TRECHO:
Roberto Rillo Bíscaro
Qualquer abuso sexual é indigno, mas o estuprador serial
Roger Abdelmassih é especialmente abjeto, porque se aproveitava da posição de
macho de prestígio e mando para assediar mulheres fragilizadas. Numa sociedade
que eleva a maternidade a níveis quase impossíveis de dedicação e amor, ser
infértil deve ser traumatizante. Assim, decidir-se por fertilização artificial
tem implicações emocionais e financeiras que deixam mulheres especialmente
vulneráveis. E nem falo da literal indefesa causada pela anestesia, que o
ex-médico não se furtava de aproveitar.
O roteiro da ótima Assédio, minissérie que a Globoplay
adicionou a seu catálogo, há alguns meses, é livremente inspirado no infame
caso do Doutor Vida, que infelizmente, ora se repete com renomado médium, outro
macho em posição de poder sobre gente desesperada.
Os dez capítulos oferecem repulsiva pintura íntima de
Roger Sadala e de algumas das mulheres assediadas. Repulsiva não deve ser
entendido como de baixa qualidade, pelo contrário, Assédio está entre as coisas
mais poderosas que vi em 2018 e o pra mim tão simpático Antônio Calloni
conseguiu me fazer ter nojo dele, ou melhor, da personagem. O mérito não é
apenas seu, todo mundo está ótimo, com destaque também pra destruída Stella, de
Adriana Esteves.

EXERCÍCIOS PROPOSTOS:
A: Reescreva a parte do trecho que começa em "Os dez capítulos" e termina em "Adriana Esteves.", substituindo "capítulos" por "episódios".
B: De acordo com o trecho, qual plataforma adicionou a minissérie Assédio a seu catálogo?
Responda com base somente no trecho.

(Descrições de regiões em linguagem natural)

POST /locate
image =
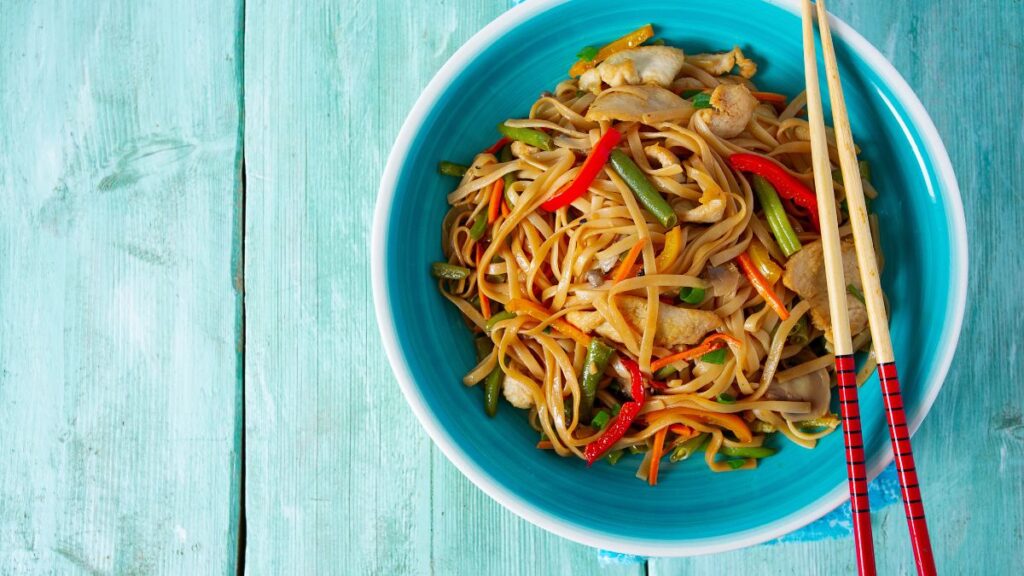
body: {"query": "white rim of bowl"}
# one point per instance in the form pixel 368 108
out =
pixel 795 520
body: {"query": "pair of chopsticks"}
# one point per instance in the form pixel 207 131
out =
pixel 898 432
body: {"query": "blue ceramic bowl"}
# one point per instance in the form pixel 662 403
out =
pixel 498 75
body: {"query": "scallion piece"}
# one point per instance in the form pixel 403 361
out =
pixel 449 272
pixel 701 100
pixel 715 357
pixel 494 320
pixel 528 136
pixel 747 451
pixel 775 214
pixel 452 169
pixel 691 295
pixel 600 420
pixel 588 53
pixel 855 292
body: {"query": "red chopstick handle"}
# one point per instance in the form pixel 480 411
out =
pixel 905 469
pixel 856 471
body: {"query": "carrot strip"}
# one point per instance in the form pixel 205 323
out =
pixel 496 201
pixel 731 422
pixel 541 314
pixel 760 284
pixel 711 343
pixel 626 266
pixel 655 455
pixel 484 300
pixel 770 97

GABARITO:
A:
Os dez episódios oferecem repulsiva pintura íntima de
Roger Sadala e de algumas das mulheres assediadas. Repulsiva não deve ser
entendido como de baixa qualidade, pelo contrário, Assédio está entre as coisas
mais poderosas que vi em 2018 e o pra mim tão simpático Antônio Calloni
conseguiu me fazer ter nojo dele, ou melhor, da personagem. O mérito não é
apenas seu, todo mundo está ótimo, com destaque também pra destruída Stella, de
Adriana Esteves.

B: A Globoplay.